§ **Instructions for the task**
Once every line containing "black" has been counted, report the total for the data and nothing else.

------------------------------

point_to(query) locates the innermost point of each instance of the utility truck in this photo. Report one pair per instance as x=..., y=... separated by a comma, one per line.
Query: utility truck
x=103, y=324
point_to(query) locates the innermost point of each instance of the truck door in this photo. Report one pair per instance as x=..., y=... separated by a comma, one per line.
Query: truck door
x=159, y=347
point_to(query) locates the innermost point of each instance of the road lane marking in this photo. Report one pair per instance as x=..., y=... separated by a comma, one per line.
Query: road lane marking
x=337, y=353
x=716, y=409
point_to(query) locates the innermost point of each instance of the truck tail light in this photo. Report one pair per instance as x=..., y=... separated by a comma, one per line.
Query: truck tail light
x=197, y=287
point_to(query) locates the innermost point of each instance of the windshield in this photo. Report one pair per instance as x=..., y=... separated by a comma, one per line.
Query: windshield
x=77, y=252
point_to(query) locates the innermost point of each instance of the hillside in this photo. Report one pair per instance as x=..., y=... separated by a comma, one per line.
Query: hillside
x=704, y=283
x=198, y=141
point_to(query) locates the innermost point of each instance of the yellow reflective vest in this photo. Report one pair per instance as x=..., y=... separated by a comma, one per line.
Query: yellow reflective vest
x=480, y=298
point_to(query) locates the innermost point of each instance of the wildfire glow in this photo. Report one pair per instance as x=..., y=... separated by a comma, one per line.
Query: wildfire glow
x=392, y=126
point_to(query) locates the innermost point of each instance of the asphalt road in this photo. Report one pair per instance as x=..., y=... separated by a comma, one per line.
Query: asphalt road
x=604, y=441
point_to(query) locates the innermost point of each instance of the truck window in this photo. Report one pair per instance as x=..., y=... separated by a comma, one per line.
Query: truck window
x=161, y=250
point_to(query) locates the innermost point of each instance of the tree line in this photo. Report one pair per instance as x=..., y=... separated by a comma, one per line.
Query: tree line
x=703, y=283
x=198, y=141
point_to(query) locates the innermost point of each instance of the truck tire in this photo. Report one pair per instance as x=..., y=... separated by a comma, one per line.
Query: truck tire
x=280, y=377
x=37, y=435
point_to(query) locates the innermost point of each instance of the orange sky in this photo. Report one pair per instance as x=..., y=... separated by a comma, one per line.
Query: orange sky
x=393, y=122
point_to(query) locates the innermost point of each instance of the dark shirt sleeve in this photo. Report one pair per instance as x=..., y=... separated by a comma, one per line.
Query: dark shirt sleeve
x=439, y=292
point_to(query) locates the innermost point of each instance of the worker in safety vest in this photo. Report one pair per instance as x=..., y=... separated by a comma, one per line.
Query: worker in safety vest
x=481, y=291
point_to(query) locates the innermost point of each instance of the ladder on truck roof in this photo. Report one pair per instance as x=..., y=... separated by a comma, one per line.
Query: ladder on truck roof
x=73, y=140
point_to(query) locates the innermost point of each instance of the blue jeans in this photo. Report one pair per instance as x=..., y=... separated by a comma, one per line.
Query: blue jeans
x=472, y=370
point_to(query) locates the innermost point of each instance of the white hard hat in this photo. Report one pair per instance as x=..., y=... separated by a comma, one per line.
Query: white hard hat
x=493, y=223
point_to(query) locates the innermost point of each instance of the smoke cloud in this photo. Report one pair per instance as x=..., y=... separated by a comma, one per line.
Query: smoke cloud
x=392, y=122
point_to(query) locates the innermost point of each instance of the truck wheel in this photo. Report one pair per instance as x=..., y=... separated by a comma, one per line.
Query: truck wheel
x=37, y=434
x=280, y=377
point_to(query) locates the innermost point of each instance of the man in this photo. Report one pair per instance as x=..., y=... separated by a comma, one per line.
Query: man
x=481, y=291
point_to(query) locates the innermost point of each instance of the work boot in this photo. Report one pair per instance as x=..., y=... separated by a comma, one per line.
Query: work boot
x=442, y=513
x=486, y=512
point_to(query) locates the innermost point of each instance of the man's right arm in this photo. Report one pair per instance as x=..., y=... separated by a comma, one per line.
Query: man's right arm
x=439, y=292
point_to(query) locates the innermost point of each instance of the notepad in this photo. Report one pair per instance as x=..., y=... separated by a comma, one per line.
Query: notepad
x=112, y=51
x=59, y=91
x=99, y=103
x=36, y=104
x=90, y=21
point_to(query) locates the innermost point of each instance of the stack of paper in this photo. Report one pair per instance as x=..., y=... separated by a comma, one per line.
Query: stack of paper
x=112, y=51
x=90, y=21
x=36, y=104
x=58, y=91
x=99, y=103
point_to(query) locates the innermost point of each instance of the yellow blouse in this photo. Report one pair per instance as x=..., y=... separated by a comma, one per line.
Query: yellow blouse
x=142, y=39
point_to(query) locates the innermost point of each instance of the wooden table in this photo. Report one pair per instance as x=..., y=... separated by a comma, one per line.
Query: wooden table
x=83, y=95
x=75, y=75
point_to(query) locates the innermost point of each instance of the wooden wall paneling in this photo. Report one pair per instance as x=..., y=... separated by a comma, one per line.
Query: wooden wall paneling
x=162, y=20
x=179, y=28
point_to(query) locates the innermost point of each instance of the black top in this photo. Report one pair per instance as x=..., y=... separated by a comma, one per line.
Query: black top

------------------------------

§ **The completed task**
2